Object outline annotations
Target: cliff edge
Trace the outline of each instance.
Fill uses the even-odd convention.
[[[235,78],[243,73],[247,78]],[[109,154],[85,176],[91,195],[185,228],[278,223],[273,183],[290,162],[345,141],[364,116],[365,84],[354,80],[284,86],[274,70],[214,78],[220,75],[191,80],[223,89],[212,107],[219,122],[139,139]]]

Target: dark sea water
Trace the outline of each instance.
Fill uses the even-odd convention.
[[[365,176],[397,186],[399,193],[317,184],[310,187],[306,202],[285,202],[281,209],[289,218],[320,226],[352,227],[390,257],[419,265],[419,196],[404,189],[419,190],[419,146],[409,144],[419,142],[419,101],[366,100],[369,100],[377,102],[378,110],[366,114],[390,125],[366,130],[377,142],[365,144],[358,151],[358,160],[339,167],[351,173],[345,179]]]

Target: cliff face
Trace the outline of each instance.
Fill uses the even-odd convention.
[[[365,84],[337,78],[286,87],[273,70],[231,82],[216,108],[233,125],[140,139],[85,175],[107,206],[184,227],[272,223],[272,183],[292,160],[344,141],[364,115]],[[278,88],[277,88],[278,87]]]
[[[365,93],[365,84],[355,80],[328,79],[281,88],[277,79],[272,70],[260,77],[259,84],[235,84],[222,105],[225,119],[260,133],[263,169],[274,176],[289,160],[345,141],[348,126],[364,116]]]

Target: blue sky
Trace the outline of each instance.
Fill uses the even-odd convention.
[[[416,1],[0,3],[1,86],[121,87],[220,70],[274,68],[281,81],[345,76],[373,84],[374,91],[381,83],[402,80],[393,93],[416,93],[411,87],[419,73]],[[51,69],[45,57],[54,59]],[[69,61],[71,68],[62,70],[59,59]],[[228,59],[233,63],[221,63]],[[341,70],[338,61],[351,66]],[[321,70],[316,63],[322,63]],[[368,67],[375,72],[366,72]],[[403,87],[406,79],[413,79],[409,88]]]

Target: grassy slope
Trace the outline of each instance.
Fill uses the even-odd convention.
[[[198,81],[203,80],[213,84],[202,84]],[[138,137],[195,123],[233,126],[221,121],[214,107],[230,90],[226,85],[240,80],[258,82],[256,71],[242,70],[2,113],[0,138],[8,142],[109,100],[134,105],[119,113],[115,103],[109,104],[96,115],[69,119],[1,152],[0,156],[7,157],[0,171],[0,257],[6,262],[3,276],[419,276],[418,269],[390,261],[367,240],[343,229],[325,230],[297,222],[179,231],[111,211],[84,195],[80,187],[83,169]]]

Task description: Reproduce these lines exactly as they appear.

Completed task:
Target: cliff edge
Trace the outline of each instance.
Fill uses the even-odd convention.
[[[235,78],[243,73],[247,78]],[[109,154],[85,176],[91,195],[185,228],[278,223],[273,183],[290,162],[345,141],[364,116],[365,84],[354,80],[284,86],[274,70],[214,78],[220,75],[191,80],[223,89],[212,107],[219,122],[139,139]]]

Target: dark sea water
Trace the outline of each instance.
Fill uses the even-odd convention.
[[[365,176],[397,186],[399,193],[317,184],[310,187],[306,202],[285,202],[281,209],[289,218],[320,226],[352,227],[390,257],[419,265],[419,196],[404,189],[419,190],[419,146],[409,144],[419,142],[419,101],[366,100],[369,100],[377,102],[378,110],[366,114],[390,125],[366,130],[377,142],[365,144],[358,151],[358,160],[339,167],[351,173],[345,179]]]

Target: cliff face
Trace the outline of each instance.
Fill uses the even-odd convention.
[[[365,84],[337,78],[286,87],[273,70],[231,82],[216,108],[233,125],[140,139],[85,175],[107,206],[184,227],[272,223],[272,183],[292,160],[344,141],[364,115]],[[278,88],[277,88],[278,87]]]
[[[365,93],[365,84],[355,80],[328,79],[281,88],[277,79],[272,70],[260,77],[259,84],[235,84],[222,105],[225,119],[260,133],[263,169],[274,176],[289,160],[345,141],[348,126],[364,116]]]

Target: blue sky
Trace the outline of each instance.
Fill uses the even-odd convention.
[[[416,1],[0,3],[1,86],[121,87],[220,70],[274,68],[281,81],[345,76],[373,84],[374,91],[381,83],[402,80],[393,93],[416,93],[411,87],[419,73]],[[51,69],[45,57],[54,59]],[[69,61],[71,68],[62,70],[59,59]],[[228,59],[233,63],[221,63]],[[341,70],[338,61],[351,66]],[[321,70],[316,63],[322,63]],[[368,67],[375,72],[366,72]],[[403,87],[406,79],[413,79],[409,88]]]

Target: grassy slope
Trace the outline of each instance.
Fill uses the even-odd convention.
[[[198,81],[203,80],[213,84],[202,84]],[[138,137],[195,123],[233,126],[221,121],[214,107],[230,90],[226,85],[240,80],[258,82],[256,71],[242,70],[2,113],[0,138],[8,142],[109,100],[134,105],[119,113],[115,103],[109,104],[96,115],[69,119],[1,152],[0,156],[7,157],[0,171],[0,257],[6,262],[3,276],[419,276],[418,269],[390,261],[367,240],[343,229],[325,230],[297,222],[179,231],[111,211],[84,195],[80,187],[83,169]]]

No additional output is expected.